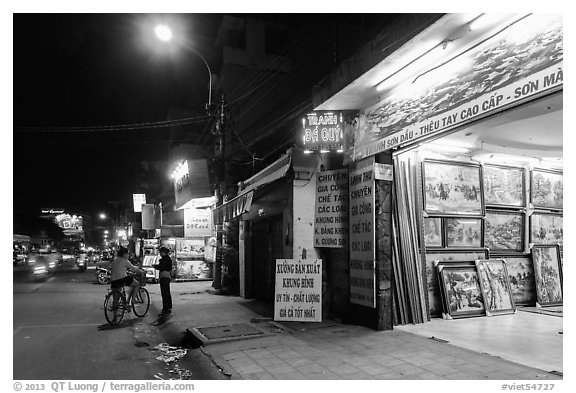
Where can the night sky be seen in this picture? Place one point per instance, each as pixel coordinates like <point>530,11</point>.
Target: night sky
<point>90,70</point>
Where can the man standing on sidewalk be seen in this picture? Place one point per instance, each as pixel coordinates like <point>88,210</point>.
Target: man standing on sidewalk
<point>165,268</point>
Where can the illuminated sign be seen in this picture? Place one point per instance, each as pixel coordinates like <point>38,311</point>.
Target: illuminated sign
<point>323,131</point>
<point>139,200</point>
<point>181,175</point>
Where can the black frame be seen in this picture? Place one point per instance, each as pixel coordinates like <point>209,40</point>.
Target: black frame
<point>480,191</point>
<point>509,168</point>
<point>522,231</point>
<point>442,237</point>
<point>432,273</point>
<point>538,292</point>
<point>486,288</point>
<point>455,268</point>
<point>532,188</point>
<point>481,230</point>
<point>546,213</point>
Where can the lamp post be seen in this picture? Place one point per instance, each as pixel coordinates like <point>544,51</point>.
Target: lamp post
<point>164,34</point>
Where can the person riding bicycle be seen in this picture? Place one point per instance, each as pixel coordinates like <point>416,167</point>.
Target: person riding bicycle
<point>120,278</point>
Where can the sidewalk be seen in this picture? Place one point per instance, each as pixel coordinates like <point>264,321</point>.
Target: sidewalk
<point>241,338</point>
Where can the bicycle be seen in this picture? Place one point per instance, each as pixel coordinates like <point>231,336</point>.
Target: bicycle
<point>139,303</point>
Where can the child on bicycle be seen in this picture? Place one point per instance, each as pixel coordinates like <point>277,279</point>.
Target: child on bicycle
<point>120,278</point>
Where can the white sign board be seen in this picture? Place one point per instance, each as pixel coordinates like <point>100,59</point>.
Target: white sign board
<point>362,234</point>
<point>331,210</point>
<point>298,293</point>
<point>197,222</point>
<point>139,200</point>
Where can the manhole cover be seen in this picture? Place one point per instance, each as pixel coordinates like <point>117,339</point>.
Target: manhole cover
<point>229,331</point>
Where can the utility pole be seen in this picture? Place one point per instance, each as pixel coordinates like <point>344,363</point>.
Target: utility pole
<point>220,163</point>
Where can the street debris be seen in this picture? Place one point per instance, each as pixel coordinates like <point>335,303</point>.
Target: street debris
<point>170,353</point>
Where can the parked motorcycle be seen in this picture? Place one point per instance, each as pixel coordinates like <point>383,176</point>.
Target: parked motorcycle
<point>103,275</point>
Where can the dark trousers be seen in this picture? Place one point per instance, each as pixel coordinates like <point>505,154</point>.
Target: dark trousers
<point>165,291</point>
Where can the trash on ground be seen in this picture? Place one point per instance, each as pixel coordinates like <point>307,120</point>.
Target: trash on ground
<point>170,353</point>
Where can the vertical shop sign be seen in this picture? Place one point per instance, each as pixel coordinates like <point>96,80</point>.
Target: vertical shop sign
<point>362,234</point>
<point>298,293</point>
<point>331,211</point>
<point>197,222</point>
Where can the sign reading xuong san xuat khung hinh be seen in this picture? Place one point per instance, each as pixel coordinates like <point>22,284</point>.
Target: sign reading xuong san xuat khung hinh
<point>362,234</point>
<point>298,291</point>
<point>331,210</point>
<point>323,131</point>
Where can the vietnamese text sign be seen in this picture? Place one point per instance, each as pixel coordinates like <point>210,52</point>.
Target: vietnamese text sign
<point>298,293</point>
<point>139,200</point>
<point>197,222</point>
<point>331,212</point>
<point>532,85</point>
<point>362,234</point>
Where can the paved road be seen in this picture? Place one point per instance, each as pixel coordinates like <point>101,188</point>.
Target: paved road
<point>60,332</point>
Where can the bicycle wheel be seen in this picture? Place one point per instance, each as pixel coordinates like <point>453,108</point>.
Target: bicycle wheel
<point>141,302</point>
<point>114,314</point>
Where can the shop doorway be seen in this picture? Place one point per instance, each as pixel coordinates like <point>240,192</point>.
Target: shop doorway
<point>266,248</point>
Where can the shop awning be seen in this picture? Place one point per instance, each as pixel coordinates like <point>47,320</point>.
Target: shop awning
<point>243,201</point>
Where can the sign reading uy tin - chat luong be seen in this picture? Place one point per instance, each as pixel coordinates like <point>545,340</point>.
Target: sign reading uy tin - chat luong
<point>298,293</point>
<point>331,210</point>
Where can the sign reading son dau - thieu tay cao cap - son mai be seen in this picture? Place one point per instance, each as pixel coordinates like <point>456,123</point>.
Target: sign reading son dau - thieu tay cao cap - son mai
<point>323,131</point>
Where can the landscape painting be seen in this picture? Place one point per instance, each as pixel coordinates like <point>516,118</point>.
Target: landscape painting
<point>504,231</point>
<point>495,286</point>
<point>432,231</point>
<point>547,189</point>
<point>463,232</point>
<point>461,289</point>
<point>504,186</point>
<point>452,188</point>
<point>548,275</point>
<point>546,228</point>
<point>521,275</point>
<point>446,257</point>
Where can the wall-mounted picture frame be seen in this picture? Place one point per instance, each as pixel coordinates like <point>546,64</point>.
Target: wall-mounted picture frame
<point>521,275</point>
<point>452,188</point>
<point>495,285</point>
<point>462,295</point>
<point>548,275</point>
<point>433,232</point>
<point>546,189</point>
<point>504,186</point>
<point>546,228</point>
<point>504,231</point>
<point>463,232</point>
<point>447,257</point>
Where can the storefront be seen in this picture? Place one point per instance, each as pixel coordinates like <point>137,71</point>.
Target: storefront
<point>460,160</point>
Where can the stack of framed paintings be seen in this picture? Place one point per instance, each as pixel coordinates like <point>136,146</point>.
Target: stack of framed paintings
<point>548,275</point>
<point>495,285</point>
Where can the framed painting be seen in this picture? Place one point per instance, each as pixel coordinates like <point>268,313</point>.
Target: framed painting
<point>463,232</point>
<point>521,276</point>
<point>504,231</point>
<point>546,228</point>
<point>462,295</point>
<point>504,186</point>
<point>548,275</point>
<point>452,188</point>
<point>446,257</point>
<point>432,231</point>
<point>495,285</point>
<point>547,189</point>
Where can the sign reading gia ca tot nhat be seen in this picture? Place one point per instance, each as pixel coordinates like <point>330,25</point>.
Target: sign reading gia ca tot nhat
<point>323,131</point>
<point>298,291</point>
<point>362,234</point>
<point>331,210</point>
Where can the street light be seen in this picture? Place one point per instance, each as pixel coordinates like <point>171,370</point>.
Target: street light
<point>164,34</point>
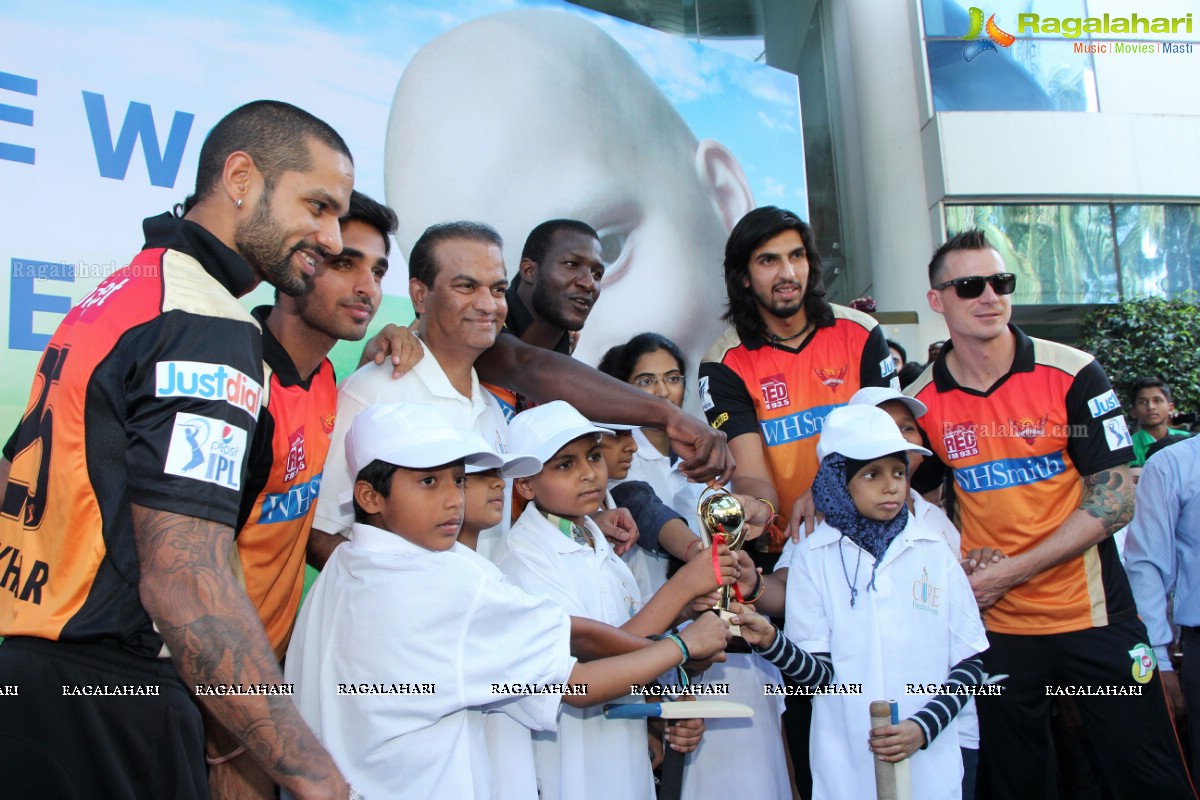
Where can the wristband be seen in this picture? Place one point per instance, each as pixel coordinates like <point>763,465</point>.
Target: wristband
<point>773,512</point>
<point>683,648</point>
<point>759,588</point>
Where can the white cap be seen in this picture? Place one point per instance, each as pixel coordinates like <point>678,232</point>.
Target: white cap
<point>877,395</point>
<point>414,435</point>
<point>862,432</point>
<point>515,465</point>
<point>617,427</point>
<point>543,429</point>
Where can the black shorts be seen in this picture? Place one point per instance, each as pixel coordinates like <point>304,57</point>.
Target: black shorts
<point>93,721</point>
<point>1127,721</point>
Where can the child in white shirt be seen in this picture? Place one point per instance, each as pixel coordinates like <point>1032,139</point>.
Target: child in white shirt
<point>556,551</point>
<point>407,633</point>
<point>875,600</point>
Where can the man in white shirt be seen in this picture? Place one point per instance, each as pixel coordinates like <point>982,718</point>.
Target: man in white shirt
<point>456,283</point>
####################
THE REQUEST: Please rewrite all of the data above with "in this picture" changed to "in this image" everywhere it occurs and everything else left as it is. Leave the pictures out of your answer.

OUTPUT OF THE TASK:
Where can the night sky be seen in this image? Place one point per instance, each as pixel coordinates like <point>530,11</point>.
Target: night sky
<point>90,70</point>
Where can the man standing on sidewalk be seen in this image? Place one point per instance, each as pixel coordinates like <point>88,210</point>.
Target: man standing on sidewalk
<point>165,268</point>
Where can the illuminated sign be seen in this image? Place one point per instance, each as pixel coordinates like <point>38,311</point>.
Target: illuminated sign
<point>323,131</point>
<point>139,200</point>
<point>181,175</point>
Where can the black frame be seen in this image? Place one point per instance, each as pixel coordinates like <point>209,40</point>.
Target: black frame
<point>480,191</point>
<point>509,168</point>
<point>522,231</point>
<point>442,237</point>
<point>432,273</point>
<point>538,292</point>
<point>486,288</point>
<point>455,268</point>
<point>532,188</point>
<point>481,230</point>
<point>546,213</point>
Where can the lamp post be seen in this image? Place one point per instance, each as pixel coordinates like <point>544,51</point>.
Target: lamp post
<point>164,34</point>
Where can the person riding bicycle be seen in this image? Place one point per instance, each as pixel coordinates like <point>416,167</point>.
Target: person riding bicycle
<point>120,278</point>
Where can the sidewalk be seen in this image? Place one point per instance, each as pixel coordinates like <point>264,321</point>.
Target: sidewalk
<point>241,338</point>
Where can the bicycle be seen in this image? Place one point per instance, each as pixel coordinates like <point>231,336</point>.
Target: bicycle
<point>139,303</point>
Where can the child on bicycle be seen in this image? Place one point per instance, each as pixel coordinates like <point>277,279</point>.
Target: child on bicycle
<point>120,278</point>
Where can the white sign board be seen in this image? Place one point per instance, each as pixel coordinates like <point>100,59</point>.
Target: white sign board
<point>362,234</point>
<point>331,210</point>
<point>298,293</point>
<point>197,222</point>
<point>139,200</point>
Where can the manhole cover be seen in this image? Place one point per instance, each as pixel coordinates like <point>117,339</point>.
Target: manhole cover
<point>229,331</point>
Where can the utility pole be seen in this image? Place one point per instance, each as pixel coordinates like <point>344,363</point>.
Target: utility pole
<point>220,163</point>
Where can the street debris be seen in this image? Place one point per instance, each as pixel coordinates like <point>335,303</point>.
Target: street debris
<point>170,353</point>
Where can the parked motorcycle be seen in this image? Place one point per instance, each as pixel coordinates like <point>383,176</point>.
Target: parked motorcycle
<point>103,275</point>
Where can the dark trousers be seen in this image? Place one point per instance, each as pixel coordinates like <point>505,154</point>.
Target: dark trousers
<point>165,291</point>
Where can the trash on ground be seen in this image? Place one point per instance, each as pixel coordinates like <point>307,120</point>.
Target: trash on ground
<point>170,353</point>
Where can the vertical shop sign be seen in this image? Place one point per instance, each as pixel coordinates like <point>96,80</point>.
Target: vertical shop sign
<point>362,234</point>
<point>298,293</point>
<point>331,211</point>
<point>197,222</point>
Where can the sign reading xuong san xuat khung hinh be seen in this image? Place one point per instance, each as pixel coordinates like <point>22,284</point>.
Target: sign reading xuong san xuat khung hinh
<point>362,234</point>
<point>298,291</point>
<point>331,210</point>
<point>323,131</point>
Where can the vietnamese text sign be seen in this image? Place one point per instance, each as pixel coordinates like <point>210,52</point>.
Target: vietnamese text sign
<point>298,293</point>
<point>139,200</point>
<point>197,222</point>
<point>331,212</point>
<point>532,85</point>
<point>362,234</point>
Where can the paved road be seen in this image? Place one point per instance, each as pixel coordinates like <point>101,188</point>.
Target: paved road
<point>60,332</point>
Where can the bicycle wheel be seen in this image? Place one point per instance, each as pixel coordinates like <point>453,108</point>.
Target: bicycle wheel
<point>141,302</point>
<point>114,314</point>
Where can the shop doorway be seen in this image? Place one point per instance, each as pixel coordinates like <point>240,192</point>.
Target: shop doorway
<point>266,248</point>
Where can the shop awning be seen in this image? Place one point per instance, each as pixel coordinates like <point>47,320</point>.
Target: shop awning
<point>243,201</point>
Where can the sign reading uy tin - chat luong be seen in this image? Place one point per instance, each as pixel coordinates like <point>545,340</point>.
Target: sign reading uy tin - chat luong
<point>298,293</point>
<point>331,210</point>
Where can the sign reading son dau - thieu tay cao cap - son mai be seen in this image? Place one point per instance, each as pixel coordinates like <point>456,123</point>.
Target: sign reading son dau - thieu tay cao cap - son mai
<point>323,131</point>
Where can the landscape painting be seen in this image? Place one point per instance, each as pixel coordinates like <point>516,118</point>.
Target: landscape painting
<point>504,231</point>
<point>495,286</point>
<point>432,231</point>
<point>547,189</point>
<point>463,232</point>
<point>461,289</point>
<point>504,186</point>
<point>452,188</point>
<point>548,275</point>
<point>546,228</point>
<point>521,275</point>
<point>446,257</point>
Where can the wall-mounted picture frame be seen in this image? Place one point per instance, each as pixel coordinates like <point>546,64</point>.
Target: wall-mounted picture frame
<point>521,275</point>
<point>452,188</point>
<point>495,285</point>
<point>462,295</point>
<point>548,275</point>
<point>433,232</point>
<point>546,189</point>
<point>504,186</point>
<point>546,228</point>
<point>504,231</point>
<point>463,232</point>
<point>447,257</point>
Where can the storefront be seen in this image? Place one point per instance, each as pixel coordinates like <point>137,71</point>.
Target: storefront
<point>460,160</point>
Where can the stack of framed paintings be seen in this image? Place one point per instance, each as pixel coordinates like <point>136,146</point>.
Target: stack of framed paintings
<point>548,275</point>
<point>495,285</point>
Where can the framed painting be seen in this image? Place one point per instance, each as pixel coordinates like <point>268,313</point>.
Target: framed painting
<point>463,232</point>
<point>521,276</point>
<point>504,231</point>
<point>546,228</point>
<point>462,295</point>
<point>504,186</point>
<point>548,275</point>
<point>452,188</point>
<point>446,257</point>
<point>432,231</point>
<point>495,285</point>
<point>547,189</point>
Where can the sign reading gia ca tot nhat be seen in this image? Place one point per instance, each as pixel coordinates like <point>330,25</point>.
Target: sign reading gia ca tot nhat
<point>323,131</point>
<point>298,291</point>
<point>362,234</point>
<point>331,210</point>
Where can the street light be seen in this image? Place one point per instance, each as pixel coordinates like <point>171,370</point>.
Target: street light
<point>164,34</point>
Where can the wristband be seen in this image? Place one point per instance, each as pixel coordinates like <point>763,465</point>.
Target: wristband
<point>773,512</point>
<point>683,648</point>
<point>759,588</point>
Where can the white cap be seen in this image? Place one point per instance, each as pixel coordinates like <point>678,232</point>.
Target: white cap
<point>877,395</point>
<point>414,435</point>
<point>862,432</point>
<point>515,465</point>
<point>617,427</point>
<point>543,429</point>
Where can the black shorts be seen in this image? Place one point per instance, each as pixel coordinates like <point>304,57</point>.
Target: black shorts
<point>93,721</point>
<point>1127,721</point>
Where can the child in white shirt be seen in this image? Place one point per instance, each as pixel coordinates like <point>1032,139</point>.
Target: child in white shirt
<point>556,551</point>
<point>407,633</point>
<point>875,600</point>
Where can the man in white shirt be seen in this image? Place one point per instance, each as pixel coordinates like <point>982,718</point>.
Target: man in white shirt
<point>456,283</point>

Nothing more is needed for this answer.